**WRITTEN TASK:**
Could you render every line of the material below as a numbered list, skipping blank lines and leaving the pictures out?

**INPUT RECORDS:**
______
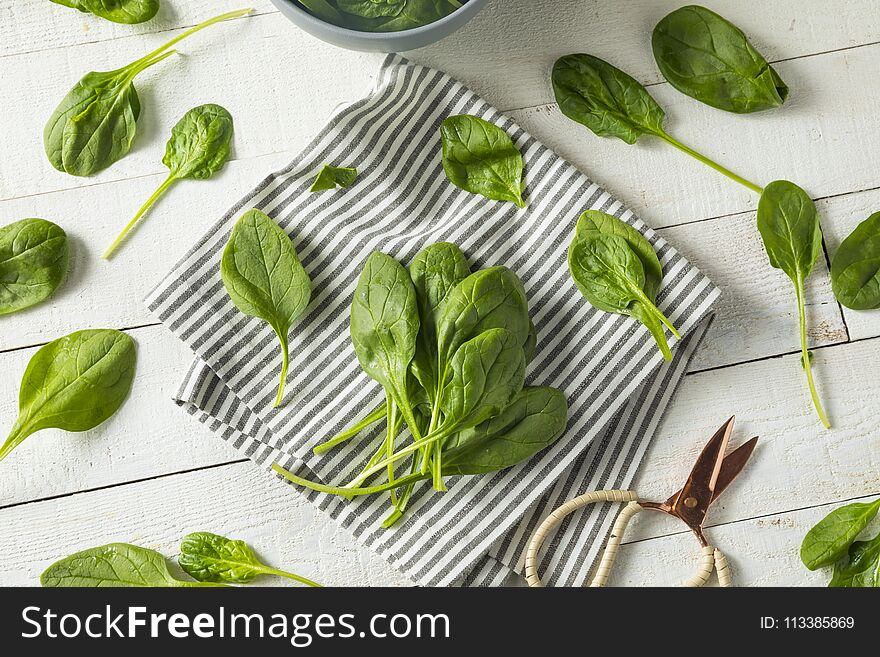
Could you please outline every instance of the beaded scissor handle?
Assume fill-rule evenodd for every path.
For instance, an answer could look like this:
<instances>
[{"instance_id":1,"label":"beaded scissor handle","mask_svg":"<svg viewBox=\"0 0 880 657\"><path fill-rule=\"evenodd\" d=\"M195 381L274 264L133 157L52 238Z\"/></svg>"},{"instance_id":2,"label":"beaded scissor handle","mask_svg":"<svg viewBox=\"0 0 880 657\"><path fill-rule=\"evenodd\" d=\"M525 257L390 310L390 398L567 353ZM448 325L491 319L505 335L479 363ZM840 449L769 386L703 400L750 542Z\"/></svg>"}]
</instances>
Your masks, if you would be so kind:
<instances>
[{"instance_id":1,"label":"beaded scissor handle","mask_svg":"<svg viewBox=\"0 0 880 657\"><path fill-rule=\"evenodd\" d=\"M623 507L614 526L611 528L611 536L608 538L608 545L605 546L605 552L599 561L596 574L590 582L590 586L605 586L608 576L611 574L611 568L614 566L614 560L617 557L617 551L620 548L620 541L626 531L626 526L630 519L642 511L644 507L639 504L639 496L630 490L600 490L592 493L586 493L579 497L569 500L561 507L551 513L544 522L538 527L529 547L526 550L526 581L529 586L542 587L544 583L538 576L538 553L547 535L560 523L566 516L574 511L596 502L628 502ZM682 582L682 586L703 586L714 569L718 570L718 583L721 586L733 586L733 580L730 572L730 565L727 558L717 548L706 545L703 546L700 565L697 573L690 579Z\"/></svg>"}]
</instances>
______
**FINISHED EXERCISE:**
1. Could you please outline every instance of the beaded scissor handle?
2. Assume fill-rule evenodd for every path.
3. For instance, an answer could look like this:
4. <instances>
5. [{"instance_id":1,"label":"beaded scissor handle","mask_svg":"<svg viewBox=\"0 0 880 657\"><path fill-rule=\"evenodd\" d=\"M195 381L274 264L133 157L52 238Z\"/></svg>"},{"instance_id":2,"label":"beaded scissor handle","mask_svg":"<svg viewBox=\"0 0 880 657\"><path fill-rule=\"evenodd\" d=\"M525 257L390 310L390 398L567 353ZM448 325L491 319L505 335L479 363ZM840 449L769 386L703 400L750 542Z\"/></svg>"}]
6. </instances>
7. Your masks, if you would be so kind:
8. <instances>
9. [{"instance_id":1,"label":"beaded scissor handle","mask_svg":"<svg viewBox=\"0 0 880 657\"><path fill-rule=\"evenodd\" d=\"M623 507L614 526L611 528L611 536L608 538L608 545L605 546L605 552L599 561L596 574L590 582L590 586L605 586L608 576L611 574L611 568L614 566L614 560L617 557L617 551L620 548L620 541L626 531L626 526L630 519L642 511L644 507L639 504L639 496L630 490L600 490L592 493L586 493L579 497L569 500L561 507L551 513L544 522L538 527L529 547L526 550L526 581L529 586L542 587L544 583L538 576L538 553L547 535L560 523L566 516L574 511L596 502L628 502ZM682 582L682 586L703 586L714 569L718 570L718 583L721 586L733 586L733 580L730 572L730 565L727 558L717 548L706 545L703 546L700 565L697 573L690 579Z\"/></svg>"}]
10. </instances>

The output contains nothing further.